Aim of the exercise →
Count the lines in the rows below that contain the string "white", matching case exactly. Reply with only the number.

(Photo labels with bounding boxes)
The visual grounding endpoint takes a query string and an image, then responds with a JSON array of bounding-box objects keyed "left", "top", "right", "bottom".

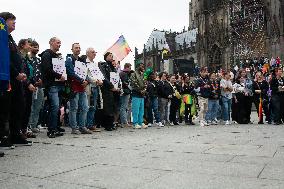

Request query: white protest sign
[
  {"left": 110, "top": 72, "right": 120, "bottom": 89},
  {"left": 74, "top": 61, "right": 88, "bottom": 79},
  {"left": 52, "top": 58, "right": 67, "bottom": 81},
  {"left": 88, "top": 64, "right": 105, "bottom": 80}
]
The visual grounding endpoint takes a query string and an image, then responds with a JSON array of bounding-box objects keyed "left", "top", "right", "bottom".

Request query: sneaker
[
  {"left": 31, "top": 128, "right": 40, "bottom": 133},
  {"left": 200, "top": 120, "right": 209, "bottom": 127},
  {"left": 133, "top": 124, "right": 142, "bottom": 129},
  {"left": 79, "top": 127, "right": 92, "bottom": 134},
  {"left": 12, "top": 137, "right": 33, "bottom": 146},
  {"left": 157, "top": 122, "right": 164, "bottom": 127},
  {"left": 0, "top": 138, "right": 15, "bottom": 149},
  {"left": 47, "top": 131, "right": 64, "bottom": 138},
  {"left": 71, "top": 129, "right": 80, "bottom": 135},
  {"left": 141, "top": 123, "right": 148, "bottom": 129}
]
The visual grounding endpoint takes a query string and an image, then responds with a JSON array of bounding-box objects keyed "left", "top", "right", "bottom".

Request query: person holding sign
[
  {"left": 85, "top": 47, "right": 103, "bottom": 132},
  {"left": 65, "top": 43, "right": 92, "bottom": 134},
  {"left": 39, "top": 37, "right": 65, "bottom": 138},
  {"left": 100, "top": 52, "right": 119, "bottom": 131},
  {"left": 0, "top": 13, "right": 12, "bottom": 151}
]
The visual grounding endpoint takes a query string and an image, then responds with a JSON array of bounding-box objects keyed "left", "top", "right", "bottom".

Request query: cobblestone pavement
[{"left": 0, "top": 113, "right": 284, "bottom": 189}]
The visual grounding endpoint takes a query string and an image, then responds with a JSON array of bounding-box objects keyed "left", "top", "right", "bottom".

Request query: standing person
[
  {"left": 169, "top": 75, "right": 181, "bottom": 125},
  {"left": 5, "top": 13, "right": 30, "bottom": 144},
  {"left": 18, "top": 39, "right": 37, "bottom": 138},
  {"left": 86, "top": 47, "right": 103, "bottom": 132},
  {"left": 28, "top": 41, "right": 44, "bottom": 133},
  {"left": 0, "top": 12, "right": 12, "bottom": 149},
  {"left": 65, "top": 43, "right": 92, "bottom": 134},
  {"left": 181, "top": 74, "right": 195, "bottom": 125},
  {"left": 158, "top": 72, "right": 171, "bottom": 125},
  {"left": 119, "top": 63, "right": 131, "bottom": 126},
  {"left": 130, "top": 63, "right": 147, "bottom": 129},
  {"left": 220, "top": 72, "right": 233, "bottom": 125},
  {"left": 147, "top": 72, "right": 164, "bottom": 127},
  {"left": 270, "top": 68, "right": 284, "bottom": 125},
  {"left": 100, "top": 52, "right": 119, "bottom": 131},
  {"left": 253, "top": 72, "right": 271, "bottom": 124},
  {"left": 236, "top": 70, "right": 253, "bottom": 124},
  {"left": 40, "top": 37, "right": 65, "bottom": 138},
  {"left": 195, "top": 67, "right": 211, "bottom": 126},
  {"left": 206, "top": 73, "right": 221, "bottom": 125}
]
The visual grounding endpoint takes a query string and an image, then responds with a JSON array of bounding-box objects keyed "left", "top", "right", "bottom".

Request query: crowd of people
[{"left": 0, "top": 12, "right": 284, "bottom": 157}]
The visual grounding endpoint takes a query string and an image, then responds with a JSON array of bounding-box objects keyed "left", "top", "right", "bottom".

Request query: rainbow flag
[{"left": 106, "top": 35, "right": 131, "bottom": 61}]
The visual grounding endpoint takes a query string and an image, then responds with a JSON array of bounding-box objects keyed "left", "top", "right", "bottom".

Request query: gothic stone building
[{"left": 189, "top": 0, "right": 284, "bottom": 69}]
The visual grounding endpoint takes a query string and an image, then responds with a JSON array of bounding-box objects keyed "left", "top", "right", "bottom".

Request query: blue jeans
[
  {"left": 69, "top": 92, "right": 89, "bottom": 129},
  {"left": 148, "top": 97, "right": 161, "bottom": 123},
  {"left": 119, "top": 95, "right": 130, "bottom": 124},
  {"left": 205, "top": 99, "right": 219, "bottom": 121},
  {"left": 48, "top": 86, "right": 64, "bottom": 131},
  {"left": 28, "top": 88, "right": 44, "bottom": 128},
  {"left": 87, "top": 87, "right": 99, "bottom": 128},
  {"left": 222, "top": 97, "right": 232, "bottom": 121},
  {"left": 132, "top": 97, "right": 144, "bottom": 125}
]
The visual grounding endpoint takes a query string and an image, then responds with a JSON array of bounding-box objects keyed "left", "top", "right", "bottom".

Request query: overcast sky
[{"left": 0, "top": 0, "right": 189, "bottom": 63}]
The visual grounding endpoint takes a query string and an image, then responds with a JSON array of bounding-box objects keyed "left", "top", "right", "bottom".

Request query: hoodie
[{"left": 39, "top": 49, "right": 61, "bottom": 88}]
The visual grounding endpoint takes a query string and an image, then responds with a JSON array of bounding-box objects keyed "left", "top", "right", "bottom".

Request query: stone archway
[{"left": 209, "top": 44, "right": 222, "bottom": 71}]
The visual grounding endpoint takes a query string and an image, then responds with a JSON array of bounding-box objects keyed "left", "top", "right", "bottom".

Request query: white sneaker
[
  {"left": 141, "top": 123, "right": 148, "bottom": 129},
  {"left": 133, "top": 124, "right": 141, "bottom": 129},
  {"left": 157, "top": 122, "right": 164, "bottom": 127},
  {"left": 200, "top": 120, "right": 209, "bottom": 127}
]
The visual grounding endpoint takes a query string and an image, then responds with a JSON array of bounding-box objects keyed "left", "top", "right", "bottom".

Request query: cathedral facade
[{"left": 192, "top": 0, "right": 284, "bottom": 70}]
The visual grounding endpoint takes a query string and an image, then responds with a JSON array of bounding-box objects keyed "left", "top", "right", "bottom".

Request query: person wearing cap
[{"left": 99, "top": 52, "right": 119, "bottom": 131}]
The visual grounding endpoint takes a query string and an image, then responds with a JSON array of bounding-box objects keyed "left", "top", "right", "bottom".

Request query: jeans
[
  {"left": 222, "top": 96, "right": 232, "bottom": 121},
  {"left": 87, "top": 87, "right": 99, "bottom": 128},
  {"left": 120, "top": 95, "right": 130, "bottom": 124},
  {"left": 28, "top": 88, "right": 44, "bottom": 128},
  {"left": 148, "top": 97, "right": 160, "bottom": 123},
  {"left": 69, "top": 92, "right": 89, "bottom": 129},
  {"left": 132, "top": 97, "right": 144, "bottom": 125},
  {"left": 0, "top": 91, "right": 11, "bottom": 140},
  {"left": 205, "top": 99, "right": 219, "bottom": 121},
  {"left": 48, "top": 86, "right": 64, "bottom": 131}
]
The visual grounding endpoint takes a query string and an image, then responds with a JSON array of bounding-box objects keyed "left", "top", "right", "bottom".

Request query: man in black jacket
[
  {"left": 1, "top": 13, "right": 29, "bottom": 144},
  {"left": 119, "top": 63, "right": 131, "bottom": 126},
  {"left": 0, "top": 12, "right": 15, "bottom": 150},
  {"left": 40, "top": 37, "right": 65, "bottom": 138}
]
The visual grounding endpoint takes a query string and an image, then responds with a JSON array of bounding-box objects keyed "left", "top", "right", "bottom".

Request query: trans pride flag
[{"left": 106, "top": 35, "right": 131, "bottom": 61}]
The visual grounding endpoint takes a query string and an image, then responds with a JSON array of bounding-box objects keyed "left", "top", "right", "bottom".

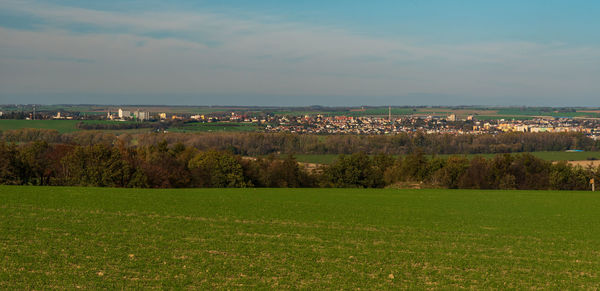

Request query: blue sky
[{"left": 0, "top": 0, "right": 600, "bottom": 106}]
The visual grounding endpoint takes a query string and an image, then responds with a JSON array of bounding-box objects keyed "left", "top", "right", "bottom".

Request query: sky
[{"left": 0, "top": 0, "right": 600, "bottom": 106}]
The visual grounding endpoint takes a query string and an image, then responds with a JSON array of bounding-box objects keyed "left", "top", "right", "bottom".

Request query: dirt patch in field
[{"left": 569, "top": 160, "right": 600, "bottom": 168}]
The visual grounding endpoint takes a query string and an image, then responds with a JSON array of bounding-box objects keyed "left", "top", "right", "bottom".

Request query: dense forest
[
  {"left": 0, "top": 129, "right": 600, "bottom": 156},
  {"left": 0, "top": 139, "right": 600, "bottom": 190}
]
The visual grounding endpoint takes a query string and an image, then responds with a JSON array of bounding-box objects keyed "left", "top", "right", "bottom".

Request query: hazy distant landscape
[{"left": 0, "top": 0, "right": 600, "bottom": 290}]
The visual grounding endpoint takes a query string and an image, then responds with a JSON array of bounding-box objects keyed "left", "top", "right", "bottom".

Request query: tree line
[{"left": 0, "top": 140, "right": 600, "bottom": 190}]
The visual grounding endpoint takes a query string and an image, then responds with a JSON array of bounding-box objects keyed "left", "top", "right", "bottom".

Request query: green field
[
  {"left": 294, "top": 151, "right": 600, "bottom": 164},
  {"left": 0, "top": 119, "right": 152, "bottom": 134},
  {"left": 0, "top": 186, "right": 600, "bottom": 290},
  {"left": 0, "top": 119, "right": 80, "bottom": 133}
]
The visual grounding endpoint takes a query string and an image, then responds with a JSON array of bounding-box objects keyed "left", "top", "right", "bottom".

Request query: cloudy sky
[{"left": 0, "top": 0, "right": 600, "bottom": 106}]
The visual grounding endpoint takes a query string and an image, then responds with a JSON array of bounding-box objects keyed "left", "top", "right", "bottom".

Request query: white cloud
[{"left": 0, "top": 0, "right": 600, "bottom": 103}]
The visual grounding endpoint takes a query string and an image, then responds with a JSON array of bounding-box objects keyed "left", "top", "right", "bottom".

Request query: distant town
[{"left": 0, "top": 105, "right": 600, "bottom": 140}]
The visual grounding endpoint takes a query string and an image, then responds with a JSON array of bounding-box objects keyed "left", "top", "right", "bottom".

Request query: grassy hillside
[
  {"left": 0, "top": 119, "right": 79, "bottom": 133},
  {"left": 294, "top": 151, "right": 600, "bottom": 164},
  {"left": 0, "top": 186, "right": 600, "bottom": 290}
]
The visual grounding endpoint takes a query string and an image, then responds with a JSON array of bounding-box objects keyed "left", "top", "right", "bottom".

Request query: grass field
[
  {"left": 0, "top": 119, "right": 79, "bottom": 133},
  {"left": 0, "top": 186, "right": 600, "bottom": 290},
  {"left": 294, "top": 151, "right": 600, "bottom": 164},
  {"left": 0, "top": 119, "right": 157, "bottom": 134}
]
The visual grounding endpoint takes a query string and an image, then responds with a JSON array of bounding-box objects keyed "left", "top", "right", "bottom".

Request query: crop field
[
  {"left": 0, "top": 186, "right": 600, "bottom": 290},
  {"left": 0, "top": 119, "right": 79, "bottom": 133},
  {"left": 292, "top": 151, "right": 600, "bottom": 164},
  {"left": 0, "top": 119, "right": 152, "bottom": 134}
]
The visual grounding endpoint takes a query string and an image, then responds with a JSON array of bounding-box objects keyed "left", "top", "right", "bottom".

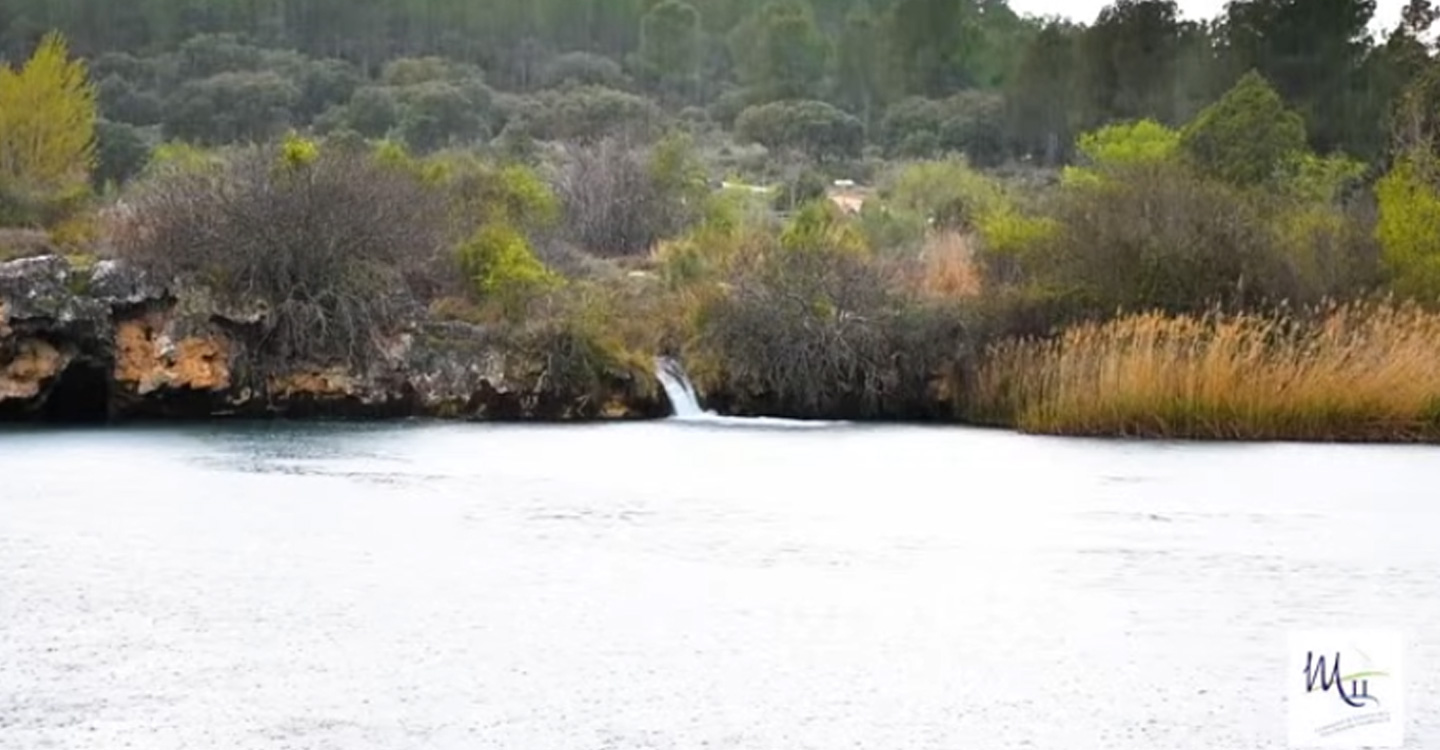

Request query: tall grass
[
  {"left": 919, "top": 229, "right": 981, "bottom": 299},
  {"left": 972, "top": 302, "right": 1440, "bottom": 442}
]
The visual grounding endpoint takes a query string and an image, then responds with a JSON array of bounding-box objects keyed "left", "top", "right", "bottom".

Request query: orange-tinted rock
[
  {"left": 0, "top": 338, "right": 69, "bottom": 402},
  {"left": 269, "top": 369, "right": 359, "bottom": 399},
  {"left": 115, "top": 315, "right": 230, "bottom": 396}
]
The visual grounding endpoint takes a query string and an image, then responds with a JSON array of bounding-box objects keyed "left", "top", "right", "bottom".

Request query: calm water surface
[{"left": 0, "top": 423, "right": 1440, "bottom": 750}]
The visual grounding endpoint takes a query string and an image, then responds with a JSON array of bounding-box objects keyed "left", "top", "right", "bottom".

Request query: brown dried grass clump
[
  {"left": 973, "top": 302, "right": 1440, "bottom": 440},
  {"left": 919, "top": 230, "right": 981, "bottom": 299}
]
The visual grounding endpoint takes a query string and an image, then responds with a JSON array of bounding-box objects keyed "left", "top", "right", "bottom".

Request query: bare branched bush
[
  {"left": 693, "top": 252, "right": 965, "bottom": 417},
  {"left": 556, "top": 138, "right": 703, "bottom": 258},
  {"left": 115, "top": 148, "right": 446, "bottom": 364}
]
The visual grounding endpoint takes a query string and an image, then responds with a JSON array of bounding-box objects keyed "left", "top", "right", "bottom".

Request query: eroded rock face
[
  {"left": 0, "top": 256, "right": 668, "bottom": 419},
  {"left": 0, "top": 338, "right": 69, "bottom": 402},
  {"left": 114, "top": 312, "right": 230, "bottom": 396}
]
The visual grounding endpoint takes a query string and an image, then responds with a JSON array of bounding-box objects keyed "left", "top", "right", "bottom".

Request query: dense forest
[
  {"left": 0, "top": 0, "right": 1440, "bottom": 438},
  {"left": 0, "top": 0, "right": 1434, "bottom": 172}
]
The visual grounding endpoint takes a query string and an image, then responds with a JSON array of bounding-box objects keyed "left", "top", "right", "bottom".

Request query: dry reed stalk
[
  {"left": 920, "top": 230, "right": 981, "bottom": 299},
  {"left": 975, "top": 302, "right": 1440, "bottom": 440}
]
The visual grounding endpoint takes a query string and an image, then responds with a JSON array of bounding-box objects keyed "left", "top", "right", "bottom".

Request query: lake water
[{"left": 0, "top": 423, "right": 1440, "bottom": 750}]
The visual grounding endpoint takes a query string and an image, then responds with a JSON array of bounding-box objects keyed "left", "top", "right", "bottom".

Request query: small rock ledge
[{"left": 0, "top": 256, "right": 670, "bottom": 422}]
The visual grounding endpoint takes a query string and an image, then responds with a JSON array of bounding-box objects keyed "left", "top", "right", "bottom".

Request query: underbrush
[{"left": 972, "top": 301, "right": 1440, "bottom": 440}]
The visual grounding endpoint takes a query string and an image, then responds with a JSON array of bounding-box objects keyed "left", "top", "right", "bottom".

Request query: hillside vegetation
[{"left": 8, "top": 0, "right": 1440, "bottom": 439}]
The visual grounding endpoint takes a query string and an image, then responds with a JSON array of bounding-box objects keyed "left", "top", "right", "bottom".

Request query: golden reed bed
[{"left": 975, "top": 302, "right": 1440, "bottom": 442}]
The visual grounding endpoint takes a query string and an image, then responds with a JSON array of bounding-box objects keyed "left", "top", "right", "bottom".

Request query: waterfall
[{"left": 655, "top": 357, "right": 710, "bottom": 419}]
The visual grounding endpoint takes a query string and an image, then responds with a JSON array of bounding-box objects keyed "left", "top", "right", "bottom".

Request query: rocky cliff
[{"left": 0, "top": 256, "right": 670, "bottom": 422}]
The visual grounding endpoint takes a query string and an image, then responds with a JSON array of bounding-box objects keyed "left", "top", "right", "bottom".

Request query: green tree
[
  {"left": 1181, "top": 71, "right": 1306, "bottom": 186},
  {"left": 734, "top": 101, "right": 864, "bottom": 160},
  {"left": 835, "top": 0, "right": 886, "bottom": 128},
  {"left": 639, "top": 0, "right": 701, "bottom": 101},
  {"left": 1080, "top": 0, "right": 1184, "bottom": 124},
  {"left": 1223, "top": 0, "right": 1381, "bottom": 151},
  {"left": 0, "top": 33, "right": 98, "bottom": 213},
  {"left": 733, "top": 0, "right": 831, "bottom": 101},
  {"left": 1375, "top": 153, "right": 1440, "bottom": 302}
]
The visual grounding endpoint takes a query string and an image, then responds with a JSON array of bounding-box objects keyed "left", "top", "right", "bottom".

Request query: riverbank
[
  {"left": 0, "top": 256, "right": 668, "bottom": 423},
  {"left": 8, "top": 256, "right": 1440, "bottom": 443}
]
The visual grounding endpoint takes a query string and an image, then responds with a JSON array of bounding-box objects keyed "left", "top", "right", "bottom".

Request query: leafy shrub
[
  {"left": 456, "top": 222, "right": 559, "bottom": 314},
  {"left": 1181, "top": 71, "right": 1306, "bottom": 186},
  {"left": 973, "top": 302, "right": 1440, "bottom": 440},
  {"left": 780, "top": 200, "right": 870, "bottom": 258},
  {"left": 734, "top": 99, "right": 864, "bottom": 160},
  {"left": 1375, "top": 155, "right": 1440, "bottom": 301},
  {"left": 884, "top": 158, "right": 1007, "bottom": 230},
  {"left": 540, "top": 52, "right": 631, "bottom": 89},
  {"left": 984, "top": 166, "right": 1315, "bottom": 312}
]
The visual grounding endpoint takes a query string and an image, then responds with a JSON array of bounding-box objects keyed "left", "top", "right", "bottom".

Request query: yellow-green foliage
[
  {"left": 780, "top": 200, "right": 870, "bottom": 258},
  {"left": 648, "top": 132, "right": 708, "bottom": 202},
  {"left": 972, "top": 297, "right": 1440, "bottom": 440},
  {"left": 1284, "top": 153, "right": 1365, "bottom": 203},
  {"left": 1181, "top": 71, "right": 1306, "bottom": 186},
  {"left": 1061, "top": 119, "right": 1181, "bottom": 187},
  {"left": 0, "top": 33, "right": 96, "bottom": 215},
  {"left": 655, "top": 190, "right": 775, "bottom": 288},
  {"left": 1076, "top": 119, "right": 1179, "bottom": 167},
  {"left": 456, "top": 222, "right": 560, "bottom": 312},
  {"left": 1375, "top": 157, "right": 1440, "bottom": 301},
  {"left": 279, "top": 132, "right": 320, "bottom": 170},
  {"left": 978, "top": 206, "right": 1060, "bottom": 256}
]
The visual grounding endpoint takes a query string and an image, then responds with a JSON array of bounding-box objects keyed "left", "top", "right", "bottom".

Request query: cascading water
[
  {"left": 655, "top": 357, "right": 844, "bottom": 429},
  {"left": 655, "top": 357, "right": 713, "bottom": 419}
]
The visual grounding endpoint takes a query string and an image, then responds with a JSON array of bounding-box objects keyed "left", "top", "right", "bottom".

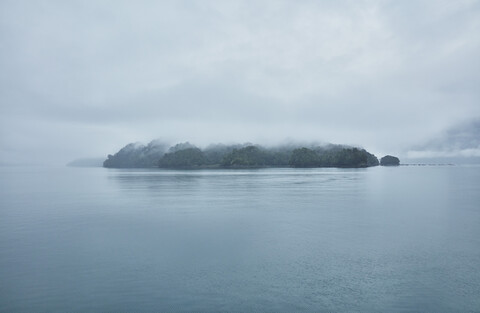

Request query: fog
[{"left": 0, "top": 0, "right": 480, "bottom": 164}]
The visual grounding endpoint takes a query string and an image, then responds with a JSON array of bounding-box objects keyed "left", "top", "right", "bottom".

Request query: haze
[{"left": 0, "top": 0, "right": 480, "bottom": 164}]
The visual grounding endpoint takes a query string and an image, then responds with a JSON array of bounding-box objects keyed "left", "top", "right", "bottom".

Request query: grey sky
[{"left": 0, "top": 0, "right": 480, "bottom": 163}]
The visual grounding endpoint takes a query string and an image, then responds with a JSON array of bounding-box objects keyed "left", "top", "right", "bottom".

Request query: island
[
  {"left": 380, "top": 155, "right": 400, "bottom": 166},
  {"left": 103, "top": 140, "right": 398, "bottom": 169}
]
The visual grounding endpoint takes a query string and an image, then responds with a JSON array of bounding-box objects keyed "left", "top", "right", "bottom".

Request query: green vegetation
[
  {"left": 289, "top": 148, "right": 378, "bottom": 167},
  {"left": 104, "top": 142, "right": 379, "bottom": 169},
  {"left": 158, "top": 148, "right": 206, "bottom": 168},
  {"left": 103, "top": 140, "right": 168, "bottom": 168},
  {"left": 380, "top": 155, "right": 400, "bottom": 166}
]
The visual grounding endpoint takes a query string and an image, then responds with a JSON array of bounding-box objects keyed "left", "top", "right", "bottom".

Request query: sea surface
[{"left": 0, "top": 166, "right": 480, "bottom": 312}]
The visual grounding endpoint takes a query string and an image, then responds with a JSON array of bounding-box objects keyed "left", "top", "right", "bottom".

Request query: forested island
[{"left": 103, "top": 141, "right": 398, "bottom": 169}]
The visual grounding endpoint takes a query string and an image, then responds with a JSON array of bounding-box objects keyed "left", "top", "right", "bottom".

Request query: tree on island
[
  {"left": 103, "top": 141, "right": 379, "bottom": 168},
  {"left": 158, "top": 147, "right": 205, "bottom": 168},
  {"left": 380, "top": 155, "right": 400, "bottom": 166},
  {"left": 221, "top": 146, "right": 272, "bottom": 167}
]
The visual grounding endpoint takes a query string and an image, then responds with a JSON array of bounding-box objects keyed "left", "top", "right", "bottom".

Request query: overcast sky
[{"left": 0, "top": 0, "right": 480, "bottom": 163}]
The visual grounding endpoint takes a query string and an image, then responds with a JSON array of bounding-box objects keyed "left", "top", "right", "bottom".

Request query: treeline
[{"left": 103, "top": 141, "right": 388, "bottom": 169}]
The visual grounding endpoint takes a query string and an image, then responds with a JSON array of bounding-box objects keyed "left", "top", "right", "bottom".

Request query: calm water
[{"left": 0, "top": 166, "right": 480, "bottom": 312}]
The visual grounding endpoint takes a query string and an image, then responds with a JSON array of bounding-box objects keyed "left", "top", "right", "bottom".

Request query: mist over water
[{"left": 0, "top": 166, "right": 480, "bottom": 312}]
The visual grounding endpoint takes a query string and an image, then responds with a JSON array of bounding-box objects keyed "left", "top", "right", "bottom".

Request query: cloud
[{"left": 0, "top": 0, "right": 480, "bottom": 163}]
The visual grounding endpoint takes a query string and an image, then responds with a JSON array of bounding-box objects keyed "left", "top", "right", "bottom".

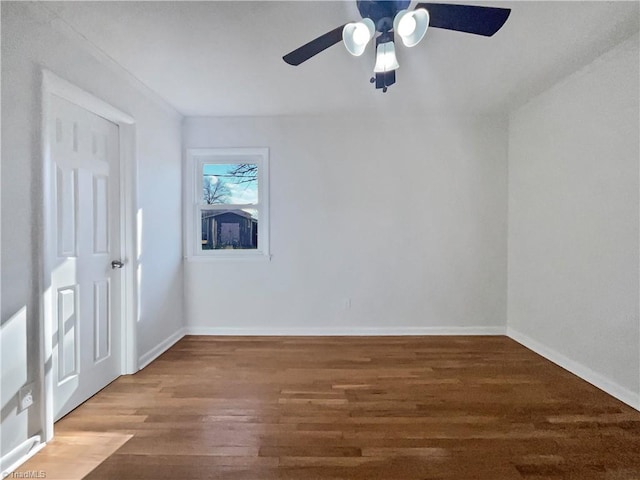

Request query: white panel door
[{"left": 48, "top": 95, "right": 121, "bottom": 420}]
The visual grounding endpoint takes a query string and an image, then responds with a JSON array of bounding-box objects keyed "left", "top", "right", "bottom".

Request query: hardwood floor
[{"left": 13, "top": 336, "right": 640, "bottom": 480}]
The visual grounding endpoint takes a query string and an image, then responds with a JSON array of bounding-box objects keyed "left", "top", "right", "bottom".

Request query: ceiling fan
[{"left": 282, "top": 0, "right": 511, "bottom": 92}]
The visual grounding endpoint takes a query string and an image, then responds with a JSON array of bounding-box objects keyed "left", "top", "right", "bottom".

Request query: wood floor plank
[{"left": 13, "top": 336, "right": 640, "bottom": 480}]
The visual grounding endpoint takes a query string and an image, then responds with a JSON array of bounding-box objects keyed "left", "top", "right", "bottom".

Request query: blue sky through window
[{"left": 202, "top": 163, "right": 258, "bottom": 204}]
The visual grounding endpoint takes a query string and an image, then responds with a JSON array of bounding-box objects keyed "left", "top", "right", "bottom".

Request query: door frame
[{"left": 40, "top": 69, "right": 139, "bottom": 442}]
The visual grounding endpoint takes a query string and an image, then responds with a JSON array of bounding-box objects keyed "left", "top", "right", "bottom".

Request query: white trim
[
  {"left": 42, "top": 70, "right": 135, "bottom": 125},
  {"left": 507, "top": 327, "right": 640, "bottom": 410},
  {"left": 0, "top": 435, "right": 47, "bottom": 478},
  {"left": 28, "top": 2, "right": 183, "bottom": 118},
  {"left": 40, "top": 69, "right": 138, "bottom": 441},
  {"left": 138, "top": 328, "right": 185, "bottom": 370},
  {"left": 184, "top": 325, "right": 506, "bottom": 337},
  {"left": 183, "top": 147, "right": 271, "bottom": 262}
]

Solution below →
5